Format the data below as a numbered list, leaving out any blank lines.

++++++++++

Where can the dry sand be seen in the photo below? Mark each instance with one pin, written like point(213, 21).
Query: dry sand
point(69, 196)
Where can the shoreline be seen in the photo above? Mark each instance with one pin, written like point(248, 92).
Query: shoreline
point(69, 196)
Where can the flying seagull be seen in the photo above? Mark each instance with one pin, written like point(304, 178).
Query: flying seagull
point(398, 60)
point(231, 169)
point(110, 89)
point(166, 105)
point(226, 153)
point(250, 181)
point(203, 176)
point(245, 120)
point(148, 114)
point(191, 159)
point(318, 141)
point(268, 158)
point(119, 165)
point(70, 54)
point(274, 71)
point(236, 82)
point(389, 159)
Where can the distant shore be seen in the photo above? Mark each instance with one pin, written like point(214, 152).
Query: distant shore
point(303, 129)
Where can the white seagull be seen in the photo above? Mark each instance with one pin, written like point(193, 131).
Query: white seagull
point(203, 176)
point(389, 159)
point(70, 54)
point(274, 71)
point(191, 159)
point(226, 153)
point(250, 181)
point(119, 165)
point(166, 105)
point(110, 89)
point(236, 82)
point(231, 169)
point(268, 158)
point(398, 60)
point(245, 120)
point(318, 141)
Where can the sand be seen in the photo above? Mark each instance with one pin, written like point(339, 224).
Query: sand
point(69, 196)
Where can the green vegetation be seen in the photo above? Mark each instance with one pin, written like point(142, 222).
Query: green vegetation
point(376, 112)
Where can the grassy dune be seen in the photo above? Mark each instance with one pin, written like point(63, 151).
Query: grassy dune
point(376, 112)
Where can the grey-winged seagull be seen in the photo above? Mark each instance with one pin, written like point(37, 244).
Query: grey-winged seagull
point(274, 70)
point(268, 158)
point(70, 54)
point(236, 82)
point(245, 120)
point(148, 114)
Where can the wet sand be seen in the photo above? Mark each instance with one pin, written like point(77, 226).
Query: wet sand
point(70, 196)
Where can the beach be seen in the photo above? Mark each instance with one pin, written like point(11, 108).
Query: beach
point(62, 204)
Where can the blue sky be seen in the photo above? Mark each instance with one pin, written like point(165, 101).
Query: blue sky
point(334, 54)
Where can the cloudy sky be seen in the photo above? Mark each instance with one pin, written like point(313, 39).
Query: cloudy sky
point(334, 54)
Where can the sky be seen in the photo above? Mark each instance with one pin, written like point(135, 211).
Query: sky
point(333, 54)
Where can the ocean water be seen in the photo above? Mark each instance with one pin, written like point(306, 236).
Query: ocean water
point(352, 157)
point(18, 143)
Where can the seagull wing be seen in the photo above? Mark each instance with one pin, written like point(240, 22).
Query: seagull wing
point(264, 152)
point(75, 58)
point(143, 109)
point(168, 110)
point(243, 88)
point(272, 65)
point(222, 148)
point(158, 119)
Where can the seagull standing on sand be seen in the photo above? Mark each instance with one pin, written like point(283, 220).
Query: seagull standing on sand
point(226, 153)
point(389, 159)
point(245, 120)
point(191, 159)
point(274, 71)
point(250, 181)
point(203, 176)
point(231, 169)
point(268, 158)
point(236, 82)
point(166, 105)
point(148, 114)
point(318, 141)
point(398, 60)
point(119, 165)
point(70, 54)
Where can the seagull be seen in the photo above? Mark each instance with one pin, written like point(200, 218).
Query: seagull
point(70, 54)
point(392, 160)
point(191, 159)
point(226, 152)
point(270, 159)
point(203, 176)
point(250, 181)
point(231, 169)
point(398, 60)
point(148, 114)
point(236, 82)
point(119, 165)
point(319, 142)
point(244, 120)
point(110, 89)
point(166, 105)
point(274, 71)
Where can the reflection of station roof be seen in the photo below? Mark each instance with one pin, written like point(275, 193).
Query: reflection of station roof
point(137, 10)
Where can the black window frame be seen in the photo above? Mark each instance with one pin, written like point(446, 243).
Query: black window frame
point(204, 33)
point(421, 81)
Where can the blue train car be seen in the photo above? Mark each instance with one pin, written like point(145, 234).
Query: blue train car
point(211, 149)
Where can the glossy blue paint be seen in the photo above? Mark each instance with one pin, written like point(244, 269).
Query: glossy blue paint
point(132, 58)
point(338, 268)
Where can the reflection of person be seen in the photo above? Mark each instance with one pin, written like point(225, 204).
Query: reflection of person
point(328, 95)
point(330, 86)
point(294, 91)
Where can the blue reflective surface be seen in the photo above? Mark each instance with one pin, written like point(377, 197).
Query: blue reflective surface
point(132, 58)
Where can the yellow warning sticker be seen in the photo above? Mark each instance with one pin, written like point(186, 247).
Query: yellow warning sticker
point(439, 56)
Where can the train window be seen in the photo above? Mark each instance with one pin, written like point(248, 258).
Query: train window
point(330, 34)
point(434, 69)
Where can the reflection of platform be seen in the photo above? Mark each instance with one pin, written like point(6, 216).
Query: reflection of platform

++++++++++

- _Result_
1. Where can the dry sand be seen in the photo below? Mark each instance with one pin, written like point(213, 21).
2. Query: dry sand
3. point(69, 196)
4. Where can the shoreline be seen in the photo above? Mark each instance with one pin, written like point(248, 92).
5. Query: shoreline
6. point(69, 196)
7. Where can the flying seagull be seen in the photo above? Mark each instance with one pin, written like point(304, 178).
8. Query: flying seagull
9. point(398, 60)
10. point(231, 169)
11. point(110, 89)
12. point(166, 105)
13. point(226, 153)
14. point(250, 181)
15. point(203, 176)
16. point(245, 120)
17. point(148, 114)
18. point(191, 159)
19. point(318, 141)
20. point(268, 158)
21. point(119, 165)
22. point(70, 54)
23. point(274, 71)
24. point(236, 82)
25. point(389, 159)
26. Where can the distant shore be seen in the photo above? Mark each instance with one pin, written like point(214, 152).
27. Query: distant shore
28. point(303, 129)
29. Where can the white seagull be seen in the photo above? Mark each instance with one pin, written like point(193, 131).
30. Query: white seagull
31. point(203, 176)
32. point(389, 159)
33. point(70, 54)
34. point(274, 71)
35. point(191, 159)
36. point(226, 153)
37. point(250, 181)
38. point(119, 165)
39. point(166, 105)
40. point(110, 89)
41. point(236, 82)
42. point(231, 169)
43. point(268, 158)
44. point(398, 60)
45. point(245, 120)
46. point(318, 141)
47. Where can the sand be seen in the photo above? Mark each instance with one pin, written like point(339, 224).
48. Query: sand
49. point(69, 196)
50. Where can the green vegetation be seen in the photo above? Mark each instance with one pin, written like point(142, 222).
51. Query: green vegetation
52. point(376, 112)
53. Where can the grassy dune be seen in the photo above? Mark each instance with one pin, written like point(63, 151).
54. Query: grassy dune
55. point(376, 112)
56. Where can the grey-winged seagull be seen in the photo above? Mark each instance with one pin, written like point(37, 244).
57. Query: grey-winged seagull
58. point(274, 70)
59. point(268, 158)
60. point(70, 54)
61. point(236, 82)
62. point(245, 120)
63. point(148, 114)
64. Where can the wet sand be seen in the photo above? Mark each instance with one pin, written like point(77, 226).
65. Query: wet sand
66. point(70, 196)
67. Where can the beach be seen in the photo above? Mark each instance with one pin, written like point(11, 108).
68. Query: beach
69. point(62, 204)
70. Where can the blue sky be seen in the photo above? Mark each instance with one pin, written like point(165, 101).
71. Query: blue sky
72. point(334, 54)
73. Where can the cloudy sky be seen in the photo above? Mark each instance with one pin, written like point(313, 39).
74. Query: cloudy sky
75. point(334, 54)
76. Where can the sky be seen in the photo above? Mark each instance with one pin, written like point(135, 211).
77. Query: sky
78. point(333, 54)
79. Where can the ocean water be seen in the photo above? Mark each instance with one pin, written like point(306, 236).
80. Query: ocean water
81. point(352, 157)
82. point(18, 143)
83. Where can the seagull wing be seen in the photo above? Mark each instance with one pin, written like point(240, 22).
84. Query: seagull wing
85. point(264, 152)
86. point(75, 58)
87. point(143, 109)
88. point(168, 110)
89. point(243, 88)
90. point(272, 65)
91. point(222, 148)
92. point(158, 119)
93. Where can the seagull standing on sand be seen in the photo above? Mark each instance with one pin, written like point(283, 220).
94. Query: seagull standing on sand
95. point(226, 153)
96. point(389, 159)
97. point(245, 120)
98. point(191, 159)
99. point(274, 71)
100. point(250, 181)
101. point(203, 176)
102. point(231, 169)
103. point(268, 158)
104. point(236, 82)
105. point(166, 105)
106. point(148, 114)
107. point(318, 141)
108. point(398, 60)
109. point(119, 165)
110. point(70, 54)
111. Where can the seagull be seen in the photo above? Mark each instance with one pin, written like point(200, 218).
112. Query: seagull
113. point(70, 54)
114. point(392, 160)
115. point(191, 159)
116. point(226, 152)
117. point(270, 159)
118. point(203, 176)
119. point(250, 181)
120. point(231, 169)
121. point(398, 60)
122. point(148, 114)
123. point(236, 82)
124. point(119, 165)
125. point(319, 142)
126. point(244, 120)
127. point(110, 89)
128. point(166, 105)
129. point(274, 71)
130. Where can the reflection of station roof be seen in the photo below? Mark each instance with one pin, written like point(275, 193).
131. Query: reflection of station roof
132. point(137, 10)
133. Where can the black window frame be seen in the photo above? Mark each instance with one pin, written like point(446, 243).
134. Query: black window frame
135. point(204, 33)
136. point(421, 81)
137. Where can the blue train car be seen in the photo above? Mark each instance with one pin, written like point(145, 234).
138. Query: blue train car
139. point(211, 149)
140. Where can the glossy blue paint be seen in the photo above? Mark each instance with one pin, written like point(244, 269).
141. Query: glossy blue paint
142. point(132, 58)
143. point(338, 268)
144. Where can the reflection of person be seen in the photo above? Mark each instance with one pin, written like point(225, 204).
145. Query: reflection of person
146. point(328, 95)
147. point(330, 86)
148. point(294, 91)
149. Where can the blue reflective surface be seen in the photo above? Mark each instance with one pin, written like point(377, 197).
150. Query: blue reflective surface
151. point(132, 58)
152. Where can the yellow warning sticker be seen in the photo above? Mark each instance with one pin, written like point(186, 247).
153. Query: yellow warning sticker
154. point(439, 56)
155. Where can the train window be seen in the photo above? Mark each instance with one pin, written like point(248, 258).
156. Query: train window
157. point(330, 34)
158. point(434, 69)
159. Where can the reflection of platform be seen in the photo above? Mark each instance with one pin, written like point(6, 216).
160. Query: reflection of platform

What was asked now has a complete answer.